**WHAT YOU HAVE TO DO:**
Report each line below that contains the word "post", copying the whole line.

**EXCERPTED DATA:**
------------------------------

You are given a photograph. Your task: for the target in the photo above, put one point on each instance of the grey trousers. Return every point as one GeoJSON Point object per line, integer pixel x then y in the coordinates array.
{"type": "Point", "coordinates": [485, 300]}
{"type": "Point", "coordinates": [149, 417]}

------------------------------

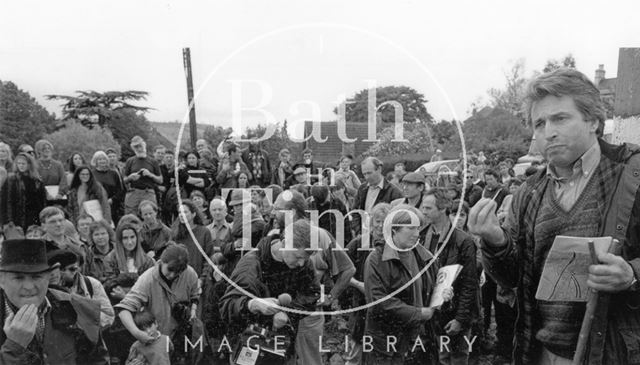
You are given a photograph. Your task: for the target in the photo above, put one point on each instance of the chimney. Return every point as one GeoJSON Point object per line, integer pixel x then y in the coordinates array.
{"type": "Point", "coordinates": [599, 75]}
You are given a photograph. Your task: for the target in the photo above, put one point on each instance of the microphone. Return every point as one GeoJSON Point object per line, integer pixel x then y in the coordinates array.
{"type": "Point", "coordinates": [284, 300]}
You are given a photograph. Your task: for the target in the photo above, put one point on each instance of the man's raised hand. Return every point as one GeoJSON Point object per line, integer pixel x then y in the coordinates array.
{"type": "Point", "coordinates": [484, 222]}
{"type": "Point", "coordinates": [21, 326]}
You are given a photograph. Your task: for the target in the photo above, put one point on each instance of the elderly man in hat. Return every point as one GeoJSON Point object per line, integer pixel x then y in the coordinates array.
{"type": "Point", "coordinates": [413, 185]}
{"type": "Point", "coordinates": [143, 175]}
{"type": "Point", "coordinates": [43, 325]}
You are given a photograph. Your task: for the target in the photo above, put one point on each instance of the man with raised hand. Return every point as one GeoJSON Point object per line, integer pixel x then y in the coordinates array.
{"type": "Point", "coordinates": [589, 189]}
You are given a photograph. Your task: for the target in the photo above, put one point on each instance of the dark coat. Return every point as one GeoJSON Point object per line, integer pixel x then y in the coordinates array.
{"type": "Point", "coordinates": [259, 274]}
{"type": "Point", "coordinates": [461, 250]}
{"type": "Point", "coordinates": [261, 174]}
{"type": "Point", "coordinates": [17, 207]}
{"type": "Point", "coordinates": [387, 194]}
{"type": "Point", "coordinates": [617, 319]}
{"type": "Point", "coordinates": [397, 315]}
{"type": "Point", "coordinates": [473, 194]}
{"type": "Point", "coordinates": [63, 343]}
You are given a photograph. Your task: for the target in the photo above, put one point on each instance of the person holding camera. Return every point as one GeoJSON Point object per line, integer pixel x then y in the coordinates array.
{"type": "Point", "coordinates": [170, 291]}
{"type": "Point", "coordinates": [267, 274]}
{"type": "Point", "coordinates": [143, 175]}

------------------------------

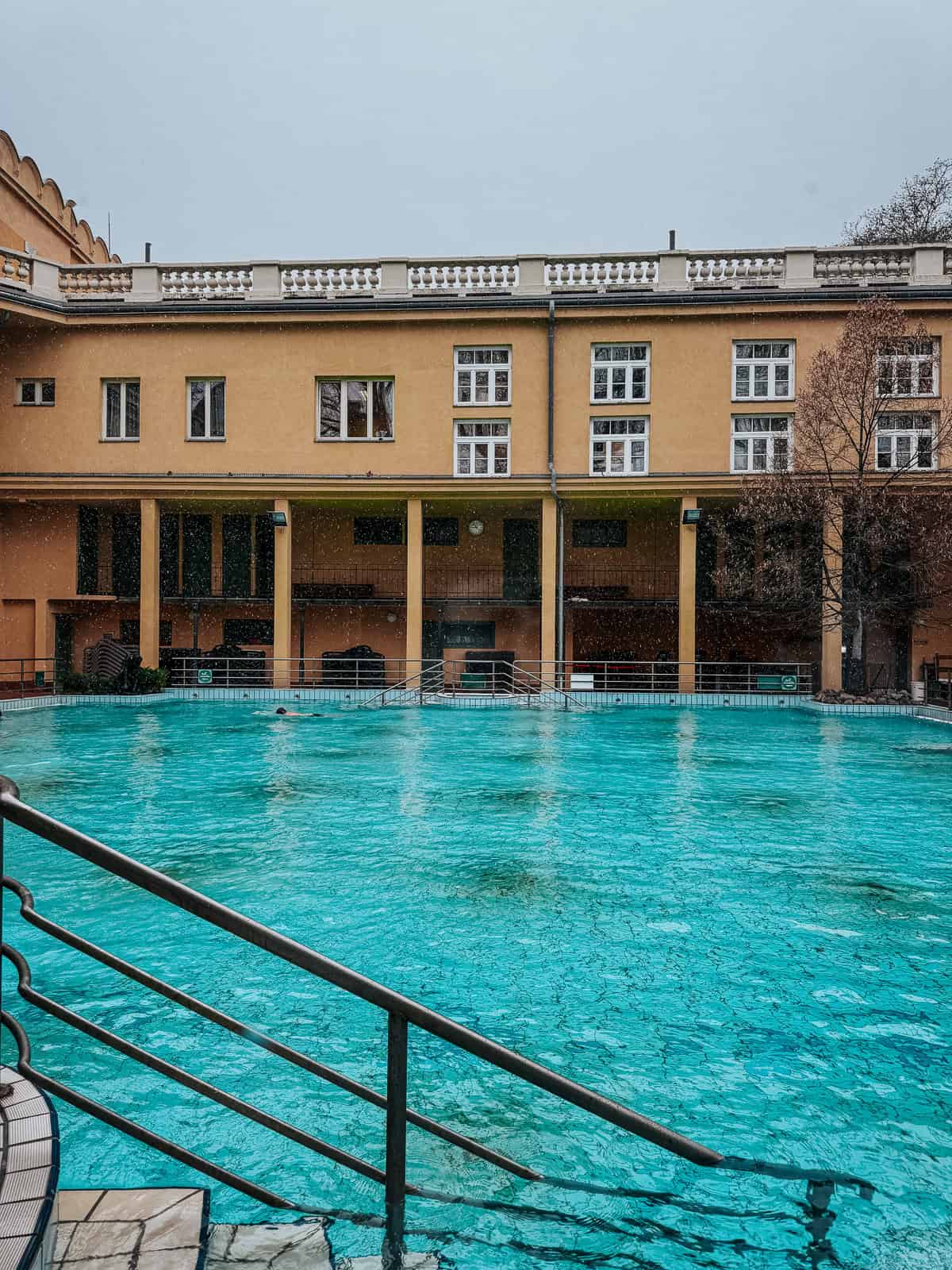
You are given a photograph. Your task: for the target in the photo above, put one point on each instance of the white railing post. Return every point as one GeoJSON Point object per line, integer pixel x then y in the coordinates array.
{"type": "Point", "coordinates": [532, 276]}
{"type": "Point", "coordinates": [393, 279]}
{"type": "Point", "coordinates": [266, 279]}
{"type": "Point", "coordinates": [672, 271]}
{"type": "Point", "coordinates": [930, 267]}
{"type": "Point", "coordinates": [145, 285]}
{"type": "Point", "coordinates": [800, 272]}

------------------------------

**EXPECTED ANSWER:**
You are given a photograph. Your task: for the target in the photo above, put one point on each instance of the white railing post. Return every point as one GeoJSON Point object per line, integer pixel x then y in the coordinates array.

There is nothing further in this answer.